** begin **

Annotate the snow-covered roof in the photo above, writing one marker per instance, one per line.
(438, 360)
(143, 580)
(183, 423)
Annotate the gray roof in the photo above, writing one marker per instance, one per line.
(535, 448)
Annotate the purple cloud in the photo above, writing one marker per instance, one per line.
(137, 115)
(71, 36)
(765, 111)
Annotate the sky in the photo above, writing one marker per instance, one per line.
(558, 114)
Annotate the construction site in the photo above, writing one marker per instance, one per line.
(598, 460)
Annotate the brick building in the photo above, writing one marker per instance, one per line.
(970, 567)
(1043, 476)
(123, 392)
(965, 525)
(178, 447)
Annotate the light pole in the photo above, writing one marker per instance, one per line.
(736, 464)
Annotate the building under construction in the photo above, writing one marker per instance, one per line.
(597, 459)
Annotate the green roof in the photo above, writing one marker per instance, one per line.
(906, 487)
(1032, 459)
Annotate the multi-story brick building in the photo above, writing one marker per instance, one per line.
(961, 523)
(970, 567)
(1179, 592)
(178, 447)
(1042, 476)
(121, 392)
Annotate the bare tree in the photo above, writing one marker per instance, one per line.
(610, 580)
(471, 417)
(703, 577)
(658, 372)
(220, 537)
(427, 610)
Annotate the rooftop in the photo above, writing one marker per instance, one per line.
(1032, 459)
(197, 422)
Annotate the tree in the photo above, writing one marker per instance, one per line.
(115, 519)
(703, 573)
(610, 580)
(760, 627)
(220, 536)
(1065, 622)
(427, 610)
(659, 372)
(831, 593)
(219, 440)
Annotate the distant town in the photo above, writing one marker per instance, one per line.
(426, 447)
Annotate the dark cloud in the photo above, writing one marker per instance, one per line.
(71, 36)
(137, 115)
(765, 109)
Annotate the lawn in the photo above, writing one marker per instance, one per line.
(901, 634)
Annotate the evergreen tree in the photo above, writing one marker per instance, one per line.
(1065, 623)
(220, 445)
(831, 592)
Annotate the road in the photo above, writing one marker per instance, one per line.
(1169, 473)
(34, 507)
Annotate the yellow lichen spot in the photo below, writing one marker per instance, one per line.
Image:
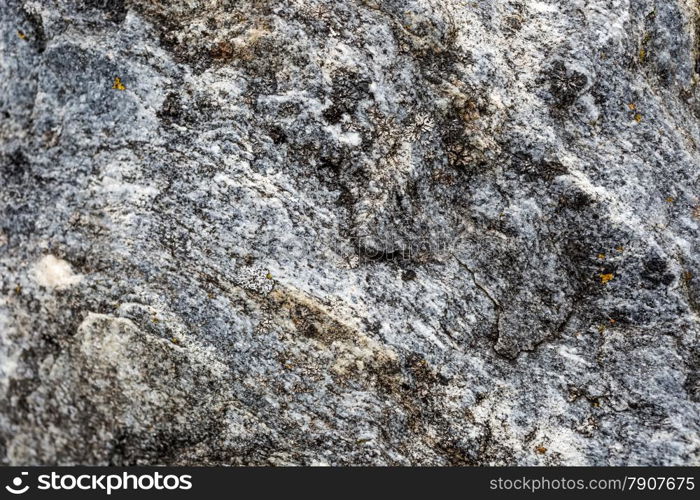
(118, 85)
(604, 278)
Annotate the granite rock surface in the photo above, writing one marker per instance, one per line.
(428, 232)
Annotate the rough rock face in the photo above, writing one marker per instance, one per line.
(350, 232)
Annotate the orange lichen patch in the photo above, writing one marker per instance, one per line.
(222, 50)
(118, 85)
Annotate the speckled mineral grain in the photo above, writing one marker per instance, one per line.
(349, 232)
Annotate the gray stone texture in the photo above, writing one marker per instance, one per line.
(416, 232)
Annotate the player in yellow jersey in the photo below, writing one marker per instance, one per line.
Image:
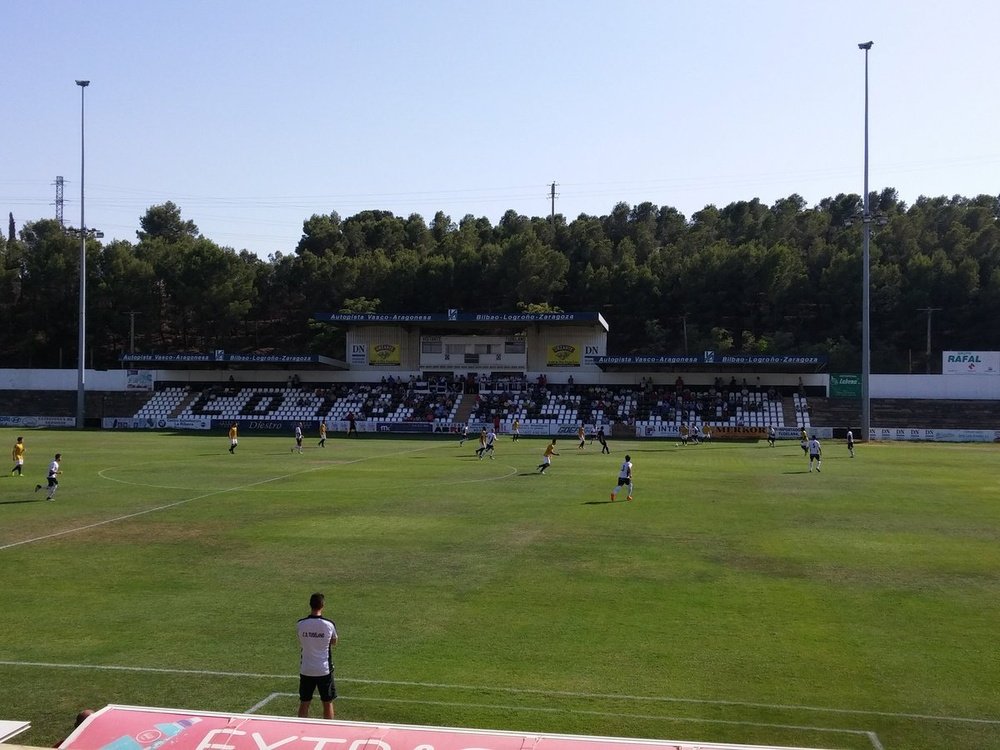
(550, 451)
(18, 455)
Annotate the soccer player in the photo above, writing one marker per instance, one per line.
(53, 477)
(624, 478)
(17, 453)
(491, 438)
(317, 636)
(603, 440)
(550, 451)
(815, 453)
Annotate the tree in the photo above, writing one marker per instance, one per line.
(165, 222)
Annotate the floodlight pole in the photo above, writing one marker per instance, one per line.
(81, 377)
(866, 413)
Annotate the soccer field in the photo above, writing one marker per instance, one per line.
(739, 598)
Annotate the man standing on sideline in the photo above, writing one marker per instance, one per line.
(317, 637)
(815, 453)
(53, 476)
(491, 439)
(624, 478)
(18, 455)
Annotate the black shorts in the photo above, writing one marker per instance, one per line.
(325, 684)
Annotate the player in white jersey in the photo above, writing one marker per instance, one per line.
(53, 477)
(491, 439)
(815, 453)
(317, 636)
(624, 478)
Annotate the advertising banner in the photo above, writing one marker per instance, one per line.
(845, 385)
(139, 380)
(935, 436)
(970, 363)
(563, 355)
(384, 355)
(37, 421)
(359, 354)
(135, 728)
(131, 423)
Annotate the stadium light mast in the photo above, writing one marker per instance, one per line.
(866, 367)
(81, 376)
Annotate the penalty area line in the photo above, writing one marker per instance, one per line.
(516, 691)
(871, 736)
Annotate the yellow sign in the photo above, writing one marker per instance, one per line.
(384, 354)
(739, 433)
(563, 355)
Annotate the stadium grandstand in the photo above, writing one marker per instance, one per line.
(432, 373)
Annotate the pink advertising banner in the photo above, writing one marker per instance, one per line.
(136, 728)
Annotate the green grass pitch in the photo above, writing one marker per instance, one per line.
(738, 598)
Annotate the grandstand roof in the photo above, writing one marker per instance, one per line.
(215, 358)
(713, 361)
(457, 319)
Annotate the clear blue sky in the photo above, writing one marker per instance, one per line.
(253, 115)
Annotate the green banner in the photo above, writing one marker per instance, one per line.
(845, 385)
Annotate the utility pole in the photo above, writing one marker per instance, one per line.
(131, 329)
(59, 202)
(930, 314)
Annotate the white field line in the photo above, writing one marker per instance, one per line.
(168, 506)
(871, 736)
(519, 691)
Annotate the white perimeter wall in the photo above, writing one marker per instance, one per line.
(960, 387)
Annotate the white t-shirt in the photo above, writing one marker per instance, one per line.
(315, 637)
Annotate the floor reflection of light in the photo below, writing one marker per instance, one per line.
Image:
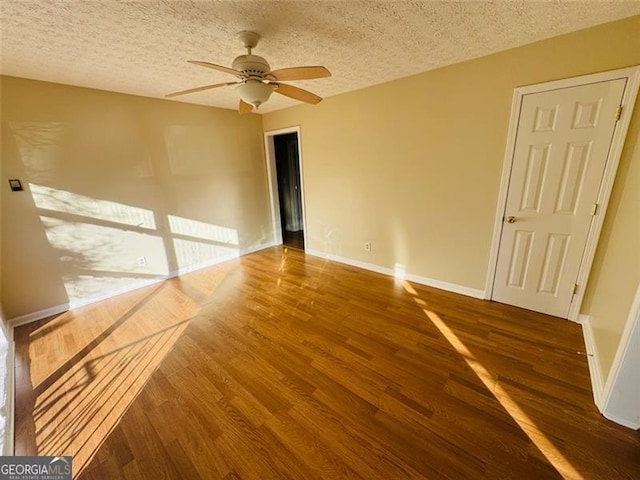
(111, 351)
(490, 381)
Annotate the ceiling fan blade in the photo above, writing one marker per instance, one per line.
(216, 67)
(199, 89)
(299, 73)
(297, 93)
(244, 107)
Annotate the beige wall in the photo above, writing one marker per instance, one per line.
(110, 178)
(616, 271)
(414, 166)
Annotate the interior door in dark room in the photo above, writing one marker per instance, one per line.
(289, 194)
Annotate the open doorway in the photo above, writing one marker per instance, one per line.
(285, 179)
(290, 201)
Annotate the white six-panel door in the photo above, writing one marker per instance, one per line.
(561, 148)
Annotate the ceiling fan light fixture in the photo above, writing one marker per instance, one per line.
(254, 92)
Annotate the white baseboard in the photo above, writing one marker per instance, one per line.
(430, 282)
(597, 382)
(622, 421)
(58, 309)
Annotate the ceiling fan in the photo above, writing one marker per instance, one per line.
(256, 81)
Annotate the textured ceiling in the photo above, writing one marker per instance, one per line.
(141, 47)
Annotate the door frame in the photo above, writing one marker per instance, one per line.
(632, 74)
(270, 156)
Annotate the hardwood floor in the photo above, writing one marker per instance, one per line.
(280, 365)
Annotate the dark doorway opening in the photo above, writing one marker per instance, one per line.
(289, 194)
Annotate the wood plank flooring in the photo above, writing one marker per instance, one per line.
(284, 366)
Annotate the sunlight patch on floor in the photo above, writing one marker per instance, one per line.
(80, 401)
(540, 440)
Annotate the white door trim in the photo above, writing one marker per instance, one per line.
(632, 74)
(273, 182)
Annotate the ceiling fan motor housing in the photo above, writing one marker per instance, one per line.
(251, 65)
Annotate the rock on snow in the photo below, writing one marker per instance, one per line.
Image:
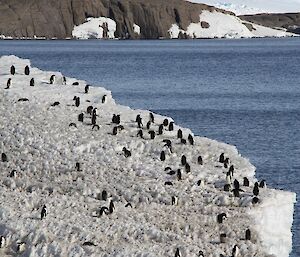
(142, 215)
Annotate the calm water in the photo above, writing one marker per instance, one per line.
(243, 92)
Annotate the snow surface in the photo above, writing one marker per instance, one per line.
(241, 7)
(43, 149)
(225, 26)
(93, 28)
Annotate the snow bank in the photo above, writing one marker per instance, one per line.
(219, 25)
(101, 27)
(42, 145)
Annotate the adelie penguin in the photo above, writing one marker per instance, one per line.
(162, 156)
(27, 70)
(191, 139)
(52, 78)
(86, 89)
(179, 133)
(8, 83)
(103, 99)
(12, 70)
(44, 212)
(256, 189)
(31, 83)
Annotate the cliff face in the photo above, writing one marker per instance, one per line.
(290, 21)
(56, 19)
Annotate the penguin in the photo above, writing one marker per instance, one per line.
(148, 125)
(187, 168)
(235, 251)
(72, 124)
(127, 153)
(4, 157)
(246, 182)
(86, 89)
(111, 207)
(13, 174)
(103, 99)
(177, 253)
(27, 70)
(151, 116)
(95, 126)
(89, 109)
(221, 158)
(115, 131)
(140, 134)
(200, 161)
(255, 200)
(256, 189)
(179, 133)
(8, 83)
(44, 212)
(165, 122)
(248, 234)
(77, 166)
(52, 78)
(55, 104)
(77, 101)
(162, 156)
(174, 200)
(12, 70)
(221, 217)
(171, 126)
(191, 139)
(103, 210)
(152, 134)
(104, 195)
(231, 170)
(227, 187)
(183, 141)
(262, 184)
(94, 117)
(2, 242)
(183, 160)
(31, 83)
(160, 129)
(128, 205)
(80, 117)
(179, 177)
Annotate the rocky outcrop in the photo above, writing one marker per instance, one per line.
(56, 19)
(290, 21)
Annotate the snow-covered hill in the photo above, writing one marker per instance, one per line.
(241, 7)
(113, 203)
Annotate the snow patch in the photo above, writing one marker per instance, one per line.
(97, 28)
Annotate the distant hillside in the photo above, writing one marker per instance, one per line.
(290, 21)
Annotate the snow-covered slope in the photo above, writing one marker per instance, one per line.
(241, 7)
(42, 145)
(219, 25)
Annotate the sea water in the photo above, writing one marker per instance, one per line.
(243, 92)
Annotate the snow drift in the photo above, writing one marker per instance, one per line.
(155, 212)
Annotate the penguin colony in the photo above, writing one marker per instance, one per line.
(149, 129)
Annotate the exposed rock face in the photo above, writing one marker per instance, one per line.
(290, 21)
(56, 19)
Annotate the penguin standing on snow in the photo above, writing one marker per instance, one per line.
(44, 212)
(12, 70)
(31, 83)
(26, 70)
(8, 83)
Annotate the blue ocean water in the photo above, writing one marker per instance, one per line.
(242, 92)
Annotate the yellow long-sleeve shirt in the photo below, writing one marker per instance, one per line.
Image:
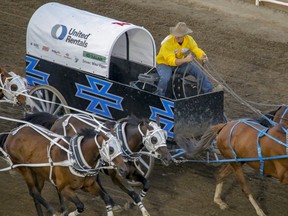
(170, 50)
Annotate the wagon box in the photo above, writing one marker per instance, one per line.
(90, 63)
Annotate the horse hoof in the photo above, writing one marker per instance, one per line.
(117, 208)
(13, 173)
(128, 205)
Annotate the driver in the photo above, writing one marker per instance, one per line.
(175, 51)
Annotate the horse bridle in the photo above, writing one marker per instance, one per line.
(109, 149)
(154, 139)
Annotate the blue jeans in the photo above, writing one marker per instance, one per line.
(165, 73)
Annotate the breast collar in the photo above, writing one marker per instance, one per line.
(80, 167)
(121, 135)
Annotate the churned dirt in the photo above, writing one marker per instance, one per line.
(248, 51)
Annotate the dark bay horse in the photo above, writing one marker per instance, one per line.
(13, 89)
(135, 135)
(246, 141)
(41, 155)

** end **

- **Challenge**
Recast the lines from the one containing "Annotate the driver" through the end of the records as a numbered list, leaving out any blank lines.

- **In response**
1. Annotate the driver in the photo above, writing one marker per instance, one per line.
2. (175, 51)
3. Annotate the horse bridle in the photo above, writing one marker per instance, one per line.
4. (109, 149)
5. (154, 139)
6. Annotate the blue jeans in the photo above, writing one marker per instance, one per line.
7. (165, 73)
8. Annotate the breast collar in the photo above, writing one marker per instance, one per line.
9. (80, 167)
10. (121, 135)
11. Annotate the churned dirt in the photo above, writing one marker per instance, one per line.
12. (248, 51)
13. Annotate the dark bay horse in the photo above, writing one marker per instance, one per line.
14. (13, 89)
15. (135, 135)
16. (246, 141)
17. (41, 155)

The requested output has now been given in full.